Short exercise ->
Extract the stretch of the listing from its start through the line that contains "[[0, 1, 400, 266]]", both ends included, and reproduce those lines verbatim without the pictures.

Raw listing
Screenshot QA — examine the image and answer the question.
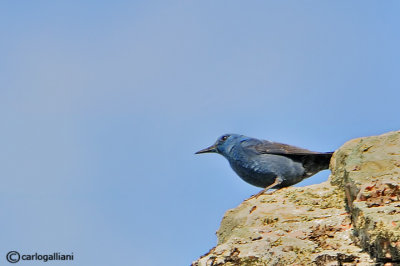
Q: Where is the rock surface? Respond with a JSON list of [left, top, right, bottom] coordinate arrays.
[[193, 131, 400, 266]]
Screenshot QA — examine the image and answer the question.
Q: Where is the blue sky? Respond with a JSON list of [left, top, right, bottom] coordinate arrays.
[[0, 1, 400, 266]]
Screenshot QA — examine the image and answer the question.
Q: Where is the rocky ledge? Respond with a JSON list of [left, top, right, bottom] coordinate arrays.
[[192, 131, 400, 266]]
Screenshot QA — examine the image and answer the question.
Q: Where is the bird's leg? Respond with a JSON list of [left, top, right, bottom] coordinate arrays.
[[250, 176, 283, 198]]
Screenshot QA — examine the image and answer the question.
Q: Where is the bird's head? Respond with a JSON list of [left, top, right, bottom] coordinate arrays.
[[195, 134, 244, 156]]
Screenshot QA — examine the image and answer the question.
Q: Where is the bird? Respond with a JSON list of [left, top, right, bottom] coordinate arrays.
[[195, 134, 333, 198]]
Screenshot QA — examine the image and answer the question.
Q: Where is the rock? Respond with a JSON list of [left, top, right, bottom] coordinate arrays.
[[192, 131, 400, 266], [331, 131, 400, 263]]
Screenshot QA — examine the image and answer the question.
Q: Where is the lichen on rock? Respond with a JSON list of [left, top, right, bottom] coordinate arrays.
[[192, 131, 400, 266]]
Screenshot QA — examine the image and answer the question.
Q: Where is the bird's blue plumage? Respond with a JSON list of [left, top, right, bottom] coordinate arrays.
[[197, 134, 332, 192]]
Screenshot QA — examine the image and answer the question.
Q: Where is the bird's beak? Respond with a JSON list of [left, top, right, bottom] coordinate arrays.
[[195, 144, 217, 154]]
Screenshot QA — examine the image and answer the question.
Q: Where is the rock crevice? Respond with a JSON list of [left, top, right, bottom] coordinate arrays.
[[192, 131, 400, 266]]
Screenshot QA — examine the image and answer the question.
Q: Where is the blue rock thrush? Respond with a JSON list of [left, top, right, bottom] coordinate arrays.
[[196, 134, 333, 197]]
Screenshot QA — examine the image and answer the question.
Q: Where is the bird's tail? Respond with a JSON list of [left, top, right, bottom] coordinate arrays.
[[303, 152, 333, 177]]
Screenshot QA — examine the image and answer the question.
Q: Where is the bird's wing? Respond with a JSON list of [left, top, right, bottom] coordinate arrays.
[[245, 140, 331, 156]]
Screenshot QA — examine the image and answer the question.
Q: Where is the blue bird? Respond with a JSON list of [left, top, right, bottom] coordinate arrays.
[[196, 134, 333, 198]]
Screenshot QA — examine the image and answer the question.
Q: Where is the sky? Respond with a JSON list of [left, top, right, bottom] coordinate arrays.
[[0, 0, 400, 266]]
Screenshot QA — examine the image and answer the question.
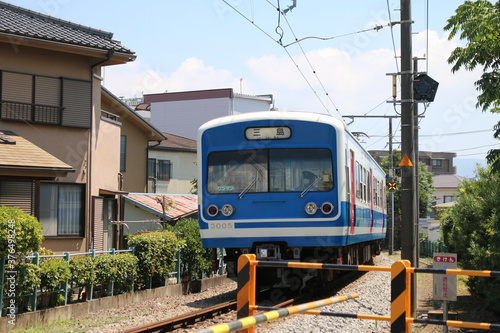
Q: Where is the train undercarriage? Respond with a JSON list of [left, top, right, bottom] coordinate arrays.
[[224, 240, 380, 290]]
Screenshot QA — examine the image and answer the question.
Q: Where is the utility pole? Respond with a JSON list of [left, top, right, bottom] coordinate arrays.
[[400, 0, 418, 314], [388, 118, 394, 255]]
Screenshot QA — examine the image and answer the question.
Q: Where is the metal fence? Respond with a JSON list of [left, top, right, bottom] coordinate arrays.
[[420, 239, 448, 258], [0, 248, 181, 317]]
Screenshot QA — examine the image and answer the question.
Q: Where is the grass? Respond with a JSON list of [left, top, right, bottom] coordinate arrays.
[[11, 315, 127, 333]]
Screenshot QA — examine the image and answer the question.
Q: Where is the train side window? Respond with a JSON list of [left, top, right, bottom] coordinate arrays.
[[356, 161, 361, 199]]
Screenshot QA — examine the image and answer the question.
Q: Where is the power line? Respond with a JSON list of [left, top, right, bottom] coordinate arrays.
[[387, 0, 399, 73], [268, 1, 342, 117]]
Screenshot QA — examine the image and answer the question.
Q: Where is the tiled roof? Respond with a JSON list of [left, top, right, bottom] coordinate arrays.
[[0, 129, 75, 172], [123, 193, 198, 220], [150, 133, 196, 152], [0, 1, 134, 54]]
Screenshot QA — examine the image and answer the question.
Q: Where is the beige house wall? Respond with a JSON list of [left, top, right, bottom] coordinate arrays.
[[433, 188, 458, 205], [91, 120, 121, 196], [149, 149, 197, 194], [102, 94, 151, 192]]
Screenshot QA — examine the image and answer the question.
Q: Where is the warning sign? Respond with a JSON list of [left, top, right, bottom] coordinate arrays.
[[432, 253, 457, 301], [399, 154, 413, 166]]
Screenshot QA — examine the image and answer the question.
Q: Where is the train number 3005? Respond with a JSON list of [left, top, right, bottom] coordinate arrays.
[[210, 222, 233, 229]]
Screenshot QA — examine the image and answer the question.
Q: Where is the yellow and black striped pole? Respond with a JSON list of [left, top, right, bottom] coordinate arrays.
[[236, 254, 257, 333], [391, 260, 410, 333], [196, 294, 359, 333]]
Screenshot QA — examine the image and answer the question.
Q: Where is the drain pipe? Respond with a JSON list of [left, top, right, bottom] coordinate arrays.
[[87, 49, 115, 249]]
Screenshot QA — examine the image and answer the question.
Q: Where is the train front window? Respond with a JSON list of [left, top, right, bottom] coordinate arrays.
[[207, 149, 334, 196], [269, 149, 333, 192], [207, 150, 268, 194]]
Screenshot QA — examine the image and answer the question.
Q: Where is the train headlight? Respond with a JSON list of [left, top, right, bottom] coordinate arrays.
[[321, 202, 333, 215], [220, 205, 234, 217], [207, 205, 219, 217], [304, 202, 318, 215]]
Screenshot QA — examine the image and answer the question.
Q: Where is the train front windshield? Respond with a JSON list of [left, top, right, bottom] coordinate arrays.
[[207, 148, 334, 195]]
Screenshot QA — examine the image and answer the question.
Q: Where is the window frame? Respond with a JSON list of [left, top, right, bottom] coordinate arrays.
[[156, 159, 172, 181], [38, 182, 86, 237]]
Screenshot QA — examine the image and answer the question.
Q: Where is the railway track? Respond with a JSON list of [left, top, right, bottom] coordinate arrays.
[[125, 272, 366, 333], [125, 301, 236, 333]]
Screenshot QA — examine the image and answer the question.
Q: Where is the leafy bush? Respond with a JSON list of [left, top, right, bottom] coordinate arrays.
[[128, 230, 182, 288], [0, 262, 40, 311], [69, 256, 96, 296], [168, 219, 212, 279], [40, 259, 71, 291], [0, 206, 43, 258], [442, 168, 500, 313], [94, 253, 138, 293]]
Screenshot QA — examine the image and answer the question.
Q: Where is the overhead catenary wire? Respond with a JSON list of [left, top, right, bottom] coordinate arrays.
[[267, 0, 342, 118], [222, 0, 340, 115]]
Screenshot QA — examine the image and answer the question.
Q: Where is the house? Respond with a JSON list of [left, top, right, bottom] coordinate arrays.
[[98, 87, 166, 250], [148, 133, 197, 194], [433, 175, 468, 205], [0, 2, 165, 252], [119, 193, 198, 236], [143, 88, 274, 140]]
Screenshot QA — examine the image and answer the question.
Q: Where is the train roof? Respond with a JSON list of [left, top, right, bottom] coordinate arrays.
[[199, 111, 346, 133]]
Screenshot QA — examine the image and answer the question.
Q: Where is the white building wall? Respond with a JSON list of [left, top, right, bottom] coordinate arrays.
[[233, 97, 271, 114], [151, 98, 231, 140], [123, 200, 161, 235]]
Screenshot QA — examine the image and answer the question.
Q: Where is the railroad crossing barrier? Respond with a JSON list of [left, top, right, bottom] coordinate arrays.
[[197, 254, 500, 333]]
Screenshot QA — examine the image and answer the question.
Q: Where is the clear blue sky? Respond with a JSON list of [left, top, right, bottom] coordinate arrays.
[[9, 0, 500, 171]]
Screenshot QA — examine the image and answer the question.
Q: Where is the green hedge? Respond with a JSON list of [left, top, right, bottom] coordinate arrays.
[[94, 253, 138, 293], [128, 230, 183, 288], [168, 219, 212, 279]]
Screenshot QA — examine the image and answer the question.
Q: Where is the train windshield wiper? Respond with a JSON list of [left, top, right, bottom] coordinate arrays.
[[238, 173, 260, 199], [299, 176, 321, 198]]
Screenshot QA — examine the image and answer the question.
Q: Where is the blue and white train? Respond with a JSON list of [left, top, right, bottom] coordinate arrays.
[[198, 111, 386, 285]]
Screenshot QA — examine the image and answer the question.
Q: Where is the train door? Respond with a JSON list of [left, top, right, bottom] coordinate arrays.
[[368, 169, 375, 233], [349, 150, 356, 235]]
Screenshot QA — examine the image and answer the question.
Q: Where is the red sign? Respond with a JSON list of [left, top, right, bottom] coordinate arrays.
[[434, 256, 457, 268]]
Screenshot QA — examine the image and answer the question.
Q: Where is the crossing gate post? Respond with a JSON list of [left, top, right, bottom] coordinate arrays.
[[236, 254, 257, 333], [391, 260, 411, 333]]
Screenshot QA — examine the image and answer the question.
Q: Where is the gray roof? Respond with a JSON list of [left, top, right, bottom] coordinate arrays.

Result for this task ->
Screenshot QA — examine the image and answer the question.
Q: Where is the rock surface? Respond with a JSON list of [left, top, right, bottom] coordinate arrays.
[[193, 131, 400, 266]]
Screenshot QA — examine the image and answer the question.
Q: Where is the blue sky? Respond with a JSON list of [left, top, right, bottom] coordinate arrays.
[[0, 1, 400, 266]]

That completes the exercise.